• [Task directions]: In the passage below on food and drink items for CKD patients, which fruit did the nutritionist keep mentioning as toxic for CKD patients?

[Supplied passage Boundary: Start]

Food and Drink Items You Might Not Have Thought About

Did you ever consider herbal supplements?  They can be a problem when you have CKD since only a few have been studied with CKD patients.  Keeping in mind that my kidneys were not functioning up to snuff, I decided to abandon them completely.  This was quite a departure from the way I usually dealt with illness, but I was frightened enough to just stop using them. I also didn’t know if any of them contained “the three peas with salt” or phosphorous, protein, potassium or sodium. I wasn’t willing to accidentally further damage my precious kidneys.

While none of this is established, the following might be toxic to the kidneys -wormwood, periwinkle, sassafras (I remember drinking sassafras tea as a child.  Did that have any effect on my kidneys?) and horse chestnut just to name a few. Then there are other  herbal supplements that might be harmful to CKD patients: alfalfa, aloe, bayberry, capsicum, dandelion, ginger, ginseng, licorice, rhubarb and senna.  There are even more, but they seemed too esoteric to include. I found I was continuing to learn information that had nothing to do with CKD, but was surprising none the less.  For instance, I’d always used a broken open aloe stalk to treat burns never once realizing it was ingestible.

While I urge you to speak with your nephrologists before eating any of these, there are several websites that may be helpful. They are and And, as my nutritionist kept mentioning, star fruit is toxic for CKD patients.  Gulp!  I ate that, too, when I was in Nigeria.  Again, I feel like the medical student who was convinced she suffered from every illness she studied, except in my case, I think everything I ate that’s not good for CKD patients was the cause of my disease.

[Supplied passage Boundary: End]
[Given information Boundary: Start]

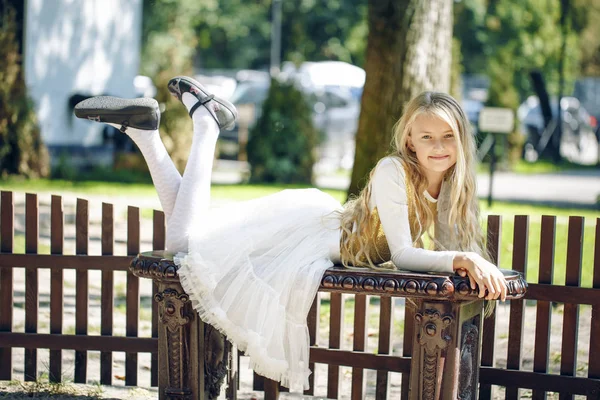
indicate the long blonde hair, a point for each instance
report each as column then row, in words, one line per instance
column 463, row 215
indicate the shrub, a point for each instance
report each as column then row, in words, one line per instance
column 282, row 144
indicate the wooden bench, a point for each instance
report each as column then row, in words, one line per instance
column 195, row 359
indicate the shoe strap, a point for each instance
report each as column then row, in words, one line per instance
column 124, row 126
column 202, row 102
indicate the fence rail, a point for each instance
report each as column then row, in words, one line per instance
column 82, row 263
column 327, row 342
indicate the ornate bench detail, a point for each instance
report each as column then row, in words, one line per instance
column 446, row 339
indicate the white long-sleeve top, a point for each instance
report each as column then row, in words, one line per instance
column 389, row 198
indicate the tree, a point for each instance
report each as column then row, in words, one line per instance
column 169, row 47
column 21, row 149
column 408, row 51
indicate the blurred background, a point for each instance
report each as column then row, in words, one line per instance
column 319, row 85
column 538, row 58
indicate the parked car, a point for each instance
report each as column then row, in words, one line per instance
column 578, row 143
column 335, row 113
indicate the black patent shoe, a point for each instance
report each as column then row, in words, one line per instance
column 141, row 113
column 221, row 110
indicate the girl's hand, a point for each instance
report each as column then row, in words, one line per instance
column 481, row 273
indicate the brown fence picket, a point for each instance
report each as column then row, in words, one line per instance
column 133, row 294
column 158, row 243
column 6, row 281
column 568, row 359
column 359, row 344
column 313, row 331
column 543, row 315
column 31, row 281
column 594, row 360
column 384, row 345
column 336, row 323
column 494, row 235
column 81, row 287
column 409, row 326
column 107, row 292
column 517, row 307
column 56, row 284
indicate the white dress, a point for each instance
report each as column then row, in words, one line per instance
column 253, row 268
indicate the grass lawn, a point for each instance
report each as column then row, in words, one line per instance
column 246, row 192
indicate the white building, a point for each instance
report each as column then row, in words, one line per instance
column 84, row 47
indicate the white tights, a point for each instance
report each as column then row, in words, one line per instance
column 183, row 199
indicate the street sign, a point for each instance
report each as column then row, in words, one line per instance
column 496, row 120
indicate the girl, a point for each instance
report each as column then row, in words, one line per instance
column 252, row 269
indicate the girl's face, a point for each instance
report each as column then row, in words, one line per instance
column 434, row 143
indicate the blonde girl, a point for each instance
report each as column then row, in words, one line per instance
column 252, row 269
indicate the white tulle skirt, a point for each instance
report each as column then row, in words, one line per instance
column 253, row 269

[Given information Boundary: End]
[Given information Boundary: Start]

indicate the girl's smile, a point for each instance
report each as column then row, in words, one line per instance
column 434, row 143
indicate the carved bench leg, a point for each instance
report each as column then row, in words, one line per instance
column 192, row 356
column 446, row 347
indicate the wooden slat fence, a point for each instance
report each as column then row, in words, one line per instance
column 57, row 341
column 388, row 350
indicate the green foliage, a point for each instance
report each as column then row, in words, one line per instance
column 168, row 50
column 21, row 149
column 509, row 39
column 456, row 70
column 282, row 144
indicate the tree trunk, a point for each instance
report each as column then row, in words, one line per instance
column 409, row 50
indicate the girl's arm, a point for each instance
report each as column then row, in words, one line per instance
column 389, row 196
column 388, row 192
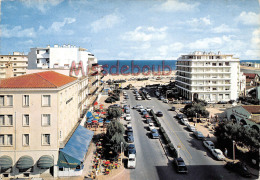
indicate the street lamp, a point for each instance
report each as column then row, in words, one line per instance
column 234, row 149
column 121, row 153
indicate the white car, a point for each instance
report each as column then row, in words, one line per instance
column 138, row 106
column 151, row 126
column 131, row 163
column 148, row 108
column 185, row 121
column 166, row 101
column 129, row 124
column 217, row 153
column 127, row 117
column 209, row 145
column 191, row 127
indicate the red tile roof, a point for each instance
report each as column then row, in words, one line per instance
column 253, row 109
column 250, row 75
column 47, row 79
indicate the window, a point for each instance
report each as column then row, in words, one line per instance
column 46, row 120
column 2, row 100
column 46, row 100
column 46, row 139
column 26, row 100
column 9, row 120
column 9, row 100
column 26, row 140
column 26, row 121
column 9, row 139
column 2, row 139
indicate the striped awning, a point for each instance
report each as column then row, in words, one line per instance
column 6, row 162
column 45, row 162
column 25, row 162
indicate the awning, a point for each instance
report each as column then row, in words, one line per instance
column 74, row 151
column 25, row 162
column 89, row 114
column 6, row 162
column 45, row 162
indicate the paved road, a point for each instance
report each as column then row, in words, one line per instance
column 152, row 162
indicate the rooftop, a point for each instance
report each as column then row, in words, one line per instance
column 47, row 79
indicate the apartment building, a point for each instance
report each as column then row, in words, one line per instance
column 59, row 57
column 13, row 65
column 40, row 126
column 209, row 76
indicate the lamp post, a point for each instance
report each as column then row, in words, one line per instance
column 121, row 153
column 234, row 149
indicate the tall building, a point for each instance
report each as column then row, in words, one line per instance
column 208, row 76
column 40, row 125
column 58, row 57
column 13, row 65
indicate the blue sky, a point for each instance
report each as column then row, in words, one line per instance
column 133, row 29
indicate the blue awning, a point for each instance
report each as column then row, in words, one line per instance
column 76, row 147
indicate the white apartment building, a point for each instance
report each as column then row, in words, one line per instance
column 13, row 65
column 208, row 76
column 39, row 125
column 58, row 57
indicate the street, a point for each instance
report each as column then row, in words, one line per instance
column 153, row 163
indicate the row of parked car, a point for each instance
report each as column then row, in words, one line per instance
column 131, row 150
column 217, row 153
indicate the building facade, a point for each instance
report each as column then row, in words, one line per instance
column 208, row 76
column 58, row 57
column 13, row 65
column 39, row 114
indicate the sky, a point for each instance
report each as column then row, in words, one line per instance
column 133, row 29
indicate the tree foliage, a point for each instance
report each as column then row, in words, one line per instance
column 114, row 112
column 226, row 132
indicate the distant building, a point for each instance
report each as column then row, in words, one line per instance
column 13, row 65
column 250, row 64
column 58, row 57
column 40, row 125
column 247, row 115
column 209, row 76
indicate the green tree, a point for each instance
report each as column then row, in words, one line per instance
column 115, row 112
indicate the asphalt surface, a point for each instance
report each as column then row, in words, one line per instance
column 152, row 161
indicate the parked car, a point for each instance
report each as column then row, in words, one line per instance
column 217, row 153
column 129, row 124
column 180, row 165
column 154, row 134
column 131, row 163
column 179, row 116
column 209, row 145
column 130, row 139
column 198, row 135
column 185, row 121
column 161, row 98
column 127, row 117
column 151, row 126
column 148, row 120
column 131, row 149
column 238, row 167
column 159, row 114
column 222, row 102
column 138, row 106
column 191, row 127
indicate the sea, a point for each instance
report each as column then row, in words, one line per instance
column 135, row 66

[Given information Boundary: End]

• [Result for this task]: Star fruit.